◆ What you will do:
• A. Answer these questions about the discussion of Poincare's insight:
(i) Where, according to the first message, may the final step have been made macro-consciously?
(ii) What did Poincare say about the problem, as the reply states?
(iii) What did the last writer's physics degree course include?
• B. Write the next part of the discussion of Poincare's insight, continuing after its final sentence.

On Wednesday, February 25, 2026 at 1:23:40 AM UTC Brent Meeker wrote:
On 2/24/2026 4:26 AM, Alastair wrote:
This story illustrates the problem with the ill-defined boundary of
applicability of 'vague' terms like 'thought' (and 'information processing'
as applied to brains) - neural restructuring perhaps including
weaker-synapse pruning during sleep is likely to have played a key role in
enabling Poincare's brain to reframe the problem, and maybe that was all
that was needed to make the final step macro-consciously at the bus stop; I
am not sure I would call this sleep episode 'thought' (the same applies to
any other non-dream sleeping brain activity)
Who said anything about sleep or dreaming. Poincare' didn't say he had
dreamed about the problem. He said he hadn't thought about it.
The issue is whether any necessary brain activity constituted 'thought' -
if it included non-dreaming sleep obviously he wouldn't have been aware of
it. (Dreaming almost certainly doesn't apply here.)
The very fact that you don't know this famous story, which every
mathematician not only knows but has experienced the same, makes me think
you have never done any mathematics.
Irrelevant to the reasoning, which only requires some credibility in the
story that you have helpfully summarised. (Some maths was included in my
physics degree course but not the history of it.)

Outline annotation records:
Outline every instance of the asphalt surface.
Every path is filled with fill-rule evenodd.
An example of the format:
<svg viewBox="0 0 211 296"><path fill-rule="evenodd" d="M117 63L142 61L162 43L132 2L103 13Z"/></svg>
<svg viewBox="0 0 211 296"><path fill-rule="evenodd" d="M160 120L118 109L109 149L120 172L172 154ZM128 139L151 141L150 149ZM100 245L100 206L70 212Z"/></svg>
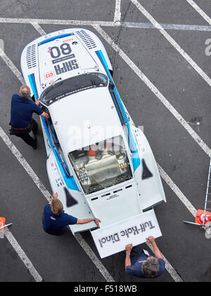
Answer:
<svg viewBox="0 0 211 296"><path fill-rule="evenodd" d="M139 1L160 23L209 25L184 0ZM208 0L195 2L211 17L211 4ZM0 18L92 20L94 24L97 20L113 21L115 1L1 0L0 6ZM121 1L121 21L149 23L129 0ZM143 126L156 161L193 206L196 210L203 209L209 157L146 84L94 27L47 23L40 26L46 33L62 28L84 27L99 37L110 58L113 78L122 100L136 125ZM193 67L156 29L124 26L102 26L102 28L207 146L211 147L210 86ZM205 43L210 38L210 32L174 29L167 32L204 72L211 76L211 56L205 53ZM0 39L4 40L4 52L20 71L23 48L39 36L30 23L0 23ZM0 127L51 192L41 129L37 150L15 136L9 136L11 98L18 92L20 83L1 58L0 77ZM34 119L39 123L38 117L34 115ZM1 139L0 167L0 216L5 217L6 222L13 223L9 230L44 281L103 282L103 275L72 233L67 231L62 237L54 237L44 232L41 214L47 201ZM183 223L183 220L194 221L194 217L165 181L162 181L167 202L154 208L162 233L156 240L158 246L183 281L210 281L211 240L205 238L203 230ZM89 233L82 235L99 257ZM142 247L148 249L144 244L139 247L140 250ZM34 281L6 238L0 240L0 252L1 269L4 270L0 273L1 282ZM152 281L127 276L124 260L124 253L120 252L101 262L115 282ZM165 271L153 281L174 282L174 280Z"/></svg>

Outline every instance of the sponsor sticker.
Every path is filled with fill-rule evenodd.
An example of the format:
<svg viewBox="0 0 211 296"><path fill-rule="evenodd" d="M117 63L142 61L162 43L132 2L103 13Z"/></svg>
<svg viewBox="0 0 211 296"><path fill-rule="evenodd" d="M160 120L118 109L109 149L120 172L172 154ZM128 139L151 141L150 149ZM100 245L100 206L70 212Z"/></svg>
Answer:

◆ Outputs for the tasks:
• A.
(i) At the bus stop.
(ii) He said he hadn't thought about it.
(iii) Some maths, but not the history of it.

• B.
but 'information processing' at the micro-level (say massively parallel
neurotransmitter activity) might just be defensible as a rough description
of the neural restructuring and other relevant micro-events. I don't know
how a substantially higher level information processing model will help
even if it were possible - back to precisifying the terms used again.
Perhaps the basic question hinges on whether appropriately organised brain
activity that constitutes 'thought' was necessary to reframe or prepare the
problem for solving, at some stage during the prior weeks.
"Hinges on"? How could it be otherwise. His brain solved a problem
subconsciously that he had consciously failed to solve. Of course it
re-framed or manipulated the problem in some way. But it did NOT "prepare
the problem for solving". The solution, complete, came to him in that
instant.
One can think of the 'preparation of the problem for solving' in terms of
assembling the neural patterns in such a way that the solution could 'click
into place' in one subjective instant. The final stages of that assembling
could have occurred the previous night ('sleeping on the problem'), or from
subconsciously performing that assembling, which may or may not be deemed
'thinking' (and of course there could have been many insufficient or
unrecognizable assemblings in the past, never destined for conscious
awareness).
Alastair
On Monday, February 23, 2026 at 10:54:46 PM UTC Brent Meeker wrote:
That's why I referred to *information processing* as a broader term
subsuming conscious thought. I assume you are familiar with Poincare's
account of how a the solution to a mathematical problem suddenly came to
him as he was about to step onto a bus, even though he hadn't thought about
it (consciously) for weeks.
Brent
On 2/23/2026 12:08 AM, Alastair wrote:
Just to clarify, my 'extended' version of physicalism isn't intended to
replace the standard version, which accepts the existence of elementary
particles, the Big Bang etc (QM is a more complicated and partly unsettled
issue). It just focusses on certain forms of brain activity corresponding
to thoughts.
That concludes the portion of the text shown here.